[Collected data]

*** Begin section ***

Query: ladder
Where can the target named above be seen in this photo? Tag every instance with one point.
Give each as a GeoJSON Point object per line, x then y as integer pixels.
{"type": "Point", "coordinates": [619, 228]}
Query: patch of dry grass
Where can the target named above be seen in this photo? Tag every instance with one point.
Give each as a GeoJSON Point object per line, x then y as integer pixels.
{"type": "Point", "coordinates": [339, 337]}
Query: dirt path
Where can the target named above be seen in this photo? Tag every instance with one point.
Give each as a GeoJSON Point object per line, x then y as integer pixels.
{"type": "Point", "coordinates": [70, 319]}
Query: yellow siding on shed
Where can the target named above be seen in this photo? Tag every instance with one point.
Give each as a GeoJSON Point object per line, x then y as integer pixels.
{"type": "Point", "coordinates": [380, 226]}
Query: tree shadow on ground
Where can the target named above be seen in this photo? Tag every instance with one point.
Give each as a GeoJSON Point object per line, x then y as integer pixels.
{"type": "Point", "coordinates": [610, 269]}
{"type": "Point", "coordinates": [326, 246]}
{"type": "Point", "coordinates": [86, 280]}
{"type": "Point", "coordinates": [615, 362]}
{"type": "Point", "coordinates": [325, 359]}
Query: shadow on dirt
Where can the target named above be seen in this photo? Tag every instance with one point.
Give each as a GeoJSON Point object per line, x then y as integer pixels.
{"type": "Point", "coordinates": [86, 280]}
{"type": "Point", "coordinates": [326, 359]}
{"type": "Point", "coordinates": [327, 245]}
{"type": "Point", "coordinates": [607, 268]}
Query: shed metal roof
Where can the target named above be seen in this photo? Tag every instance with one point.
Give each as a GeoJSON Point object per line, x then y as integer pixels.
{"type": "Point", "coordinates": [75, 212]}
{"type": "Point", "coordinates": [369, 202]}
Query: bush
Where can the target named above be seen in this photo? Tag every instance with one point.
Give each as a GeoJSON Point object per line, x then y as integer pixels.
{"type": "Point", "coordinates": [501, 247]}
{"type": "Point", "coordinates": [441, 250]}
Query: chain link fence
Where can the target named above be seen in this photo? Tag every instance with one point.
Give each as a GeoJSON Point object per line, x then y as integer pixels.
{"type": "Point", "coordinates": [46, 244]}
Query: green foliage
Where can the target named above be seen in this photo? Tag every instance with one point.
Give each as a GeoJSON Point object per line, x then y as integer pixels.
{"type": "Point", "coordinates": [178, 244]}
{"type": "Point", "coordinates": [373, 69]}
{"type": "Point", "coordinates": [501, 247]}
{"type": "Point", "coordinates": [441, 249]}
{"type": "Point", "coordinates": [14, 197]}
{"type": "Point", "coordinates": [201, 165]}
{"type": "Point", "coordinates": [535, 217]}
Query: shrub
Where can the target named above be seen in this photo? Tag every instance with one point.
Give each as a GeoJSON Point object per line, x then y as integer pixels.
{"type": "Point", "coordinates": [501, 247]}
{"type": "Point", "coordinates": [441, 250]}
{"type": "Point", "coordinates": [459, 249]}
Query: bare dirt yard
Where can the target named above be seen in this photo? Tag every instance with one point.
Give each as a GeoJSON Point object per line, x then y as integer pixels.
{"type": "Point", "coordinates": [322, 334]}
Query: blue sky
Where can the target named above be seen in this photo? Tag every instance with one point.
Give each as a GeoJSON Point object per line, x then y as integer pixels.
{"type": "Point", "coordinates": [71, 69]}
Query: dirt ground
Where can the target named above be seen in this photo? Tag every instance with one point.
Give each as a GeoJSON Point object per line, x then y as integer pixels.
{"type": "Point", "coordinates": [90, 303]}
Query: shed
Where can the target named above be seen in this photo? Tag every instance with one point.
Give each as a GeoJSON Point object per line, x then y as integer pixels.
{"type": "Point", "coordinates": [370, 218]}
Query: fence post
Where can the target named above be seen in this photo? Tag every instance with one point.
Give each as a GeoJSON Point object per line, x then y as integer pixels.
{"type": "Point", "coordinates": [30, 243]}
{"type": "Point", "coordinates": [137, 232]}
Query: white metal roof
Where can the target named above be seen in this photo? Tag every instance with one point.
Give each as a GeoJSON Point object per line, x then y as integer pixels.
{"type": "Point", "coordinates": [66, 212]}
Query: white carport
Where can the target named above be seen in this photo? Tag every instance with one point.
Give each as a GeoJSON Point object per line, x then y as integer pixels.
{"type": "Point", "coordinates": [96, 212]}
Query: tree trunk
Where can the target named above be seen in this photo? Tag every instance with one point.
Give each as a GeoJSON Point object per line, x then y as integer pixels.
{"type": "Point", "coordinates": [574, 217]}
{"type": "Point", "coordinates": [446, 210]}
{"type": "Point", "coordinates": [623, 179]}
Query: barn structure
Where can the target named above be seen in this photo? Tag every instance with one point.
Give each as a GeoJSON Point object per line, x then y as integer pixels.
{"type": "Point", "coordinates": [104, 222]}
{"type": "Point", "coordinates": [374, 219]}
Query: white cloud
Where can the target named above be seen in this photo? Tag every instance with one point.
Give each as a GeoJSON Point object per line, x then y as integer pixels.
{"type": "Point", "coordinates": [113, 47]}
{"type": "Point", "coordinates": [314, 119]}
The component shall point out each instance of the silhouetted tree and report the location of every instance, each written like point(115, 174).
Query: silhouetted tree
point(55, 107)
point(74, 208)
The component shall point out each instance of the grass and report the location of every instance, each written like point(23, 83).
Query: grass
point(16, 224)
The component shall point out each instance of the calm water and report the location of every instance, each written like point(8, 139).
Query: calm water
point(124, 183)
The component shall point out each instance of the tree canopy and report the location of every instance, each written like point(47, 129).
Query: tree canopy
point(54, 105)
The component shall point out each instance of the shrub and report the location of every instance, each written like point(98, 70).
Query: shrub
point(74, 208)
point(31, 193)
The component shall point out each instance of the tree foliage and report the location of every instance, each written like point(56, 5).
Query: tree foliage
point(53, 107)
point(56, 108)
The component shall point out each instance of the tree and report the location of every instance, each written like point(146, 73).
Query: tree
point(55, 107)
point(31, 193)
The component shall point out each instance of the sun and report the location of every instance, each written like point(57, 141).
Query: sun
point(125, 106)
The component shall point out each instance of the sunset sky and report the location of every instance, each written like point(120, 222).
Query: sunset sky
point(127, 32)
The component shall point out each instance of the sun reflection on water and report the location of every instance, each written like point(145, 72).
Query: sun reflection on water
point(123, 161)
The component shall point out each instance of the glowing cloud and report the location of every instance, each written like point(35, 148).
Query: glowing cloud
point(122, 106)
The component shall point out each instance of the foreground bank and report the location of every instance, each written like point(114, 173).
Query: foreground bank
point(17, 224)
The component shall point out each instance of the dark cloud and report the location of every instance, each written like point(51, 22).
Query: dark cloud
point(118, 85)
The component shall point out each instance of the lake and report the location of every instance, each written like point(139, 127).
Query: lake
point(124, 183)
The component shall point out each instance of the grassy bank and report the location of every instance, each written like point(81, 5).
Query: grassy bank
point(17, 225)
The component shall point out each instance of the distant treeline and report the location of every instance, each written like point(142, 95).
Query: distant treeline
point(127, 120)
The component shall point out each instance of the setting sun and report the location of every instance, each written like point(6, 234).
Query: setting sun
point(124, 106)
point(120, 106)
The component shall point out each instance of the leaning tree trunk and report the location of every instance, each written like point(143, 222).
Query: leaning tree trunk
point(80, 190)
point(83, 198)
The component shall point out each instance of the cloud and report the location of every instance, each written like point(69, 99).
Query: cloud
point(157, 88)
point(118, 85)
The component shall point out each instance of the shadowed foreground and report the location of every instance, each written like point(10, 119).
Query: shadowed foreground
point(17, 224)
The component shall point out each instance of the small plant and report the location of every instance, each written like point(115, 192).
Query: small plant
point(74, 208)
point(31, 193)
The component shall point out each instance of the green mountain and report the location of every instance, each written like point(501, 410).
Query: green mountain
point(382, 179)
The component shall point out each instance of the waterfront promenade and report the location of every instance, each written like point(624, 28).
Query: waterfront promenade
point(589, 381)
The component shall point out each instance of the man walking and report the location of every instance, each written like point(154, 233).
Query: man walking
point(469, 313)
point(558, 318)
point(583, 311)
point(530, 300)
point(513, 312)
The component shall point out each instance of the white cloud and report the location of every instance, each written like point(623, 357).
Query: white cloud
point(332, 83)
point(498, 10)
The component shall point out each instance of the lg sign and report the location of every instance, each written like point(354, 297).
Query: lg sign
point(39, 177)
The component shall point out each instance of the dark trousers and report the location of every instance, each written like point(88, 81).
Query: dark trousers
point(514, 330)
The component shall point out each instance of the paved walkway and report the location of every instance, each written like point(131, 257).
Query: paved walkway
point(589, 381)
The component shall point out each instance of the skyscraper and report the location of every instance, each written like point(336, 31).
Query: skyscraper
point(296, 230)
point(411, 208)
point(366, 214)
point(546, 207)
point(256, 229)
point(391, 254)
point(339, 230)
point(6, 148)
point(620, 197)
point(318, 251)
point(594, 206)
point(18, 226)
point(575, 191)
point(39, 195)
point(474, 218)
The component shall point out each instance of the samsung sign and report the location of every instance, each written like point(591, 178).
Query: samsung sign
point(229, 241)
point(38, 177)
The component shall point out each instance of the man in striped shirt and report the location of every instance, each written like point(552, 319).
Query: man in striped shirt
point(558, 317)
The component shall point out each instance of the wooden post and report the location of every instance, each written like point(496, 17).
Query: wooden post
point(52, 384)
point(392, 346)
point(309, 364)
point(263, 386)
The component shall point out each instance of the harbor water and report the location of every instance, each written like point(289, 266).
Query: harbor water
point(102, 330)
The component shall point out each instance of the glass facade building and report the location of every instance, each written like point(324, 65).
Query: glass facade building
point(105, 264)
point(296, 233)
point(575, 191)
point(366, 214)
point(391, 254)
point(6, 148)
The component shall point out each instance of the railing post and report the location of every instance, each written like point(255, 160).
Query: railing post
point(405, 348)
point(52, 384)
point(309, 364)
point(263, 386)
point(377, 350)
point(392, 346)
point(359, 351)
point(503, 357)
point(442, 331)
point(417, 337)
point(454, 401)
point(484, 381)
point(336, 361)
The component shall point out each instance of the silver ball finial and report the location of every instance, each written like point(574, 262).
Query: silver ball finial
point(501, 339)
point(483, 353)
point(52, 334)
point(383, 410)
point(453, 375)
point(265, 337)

*** End section ***

*TASK BRIEF:*
What do the lines above say from the one containing "Query: glass facade building" down to the one containing "The component shall point out each instance of the railing"? Return them exactly, both end lines included, and only them.

*RESPONSE TO THIS TASK:*
Query: glass facade building
point(105, 264)
point(296, 233)
point(575, 191)
point(366, 214)
point(391, 254)
point(6, 148)
The component shall point out each instance of the railing post and report the location of every instance, each written like point(255, 160).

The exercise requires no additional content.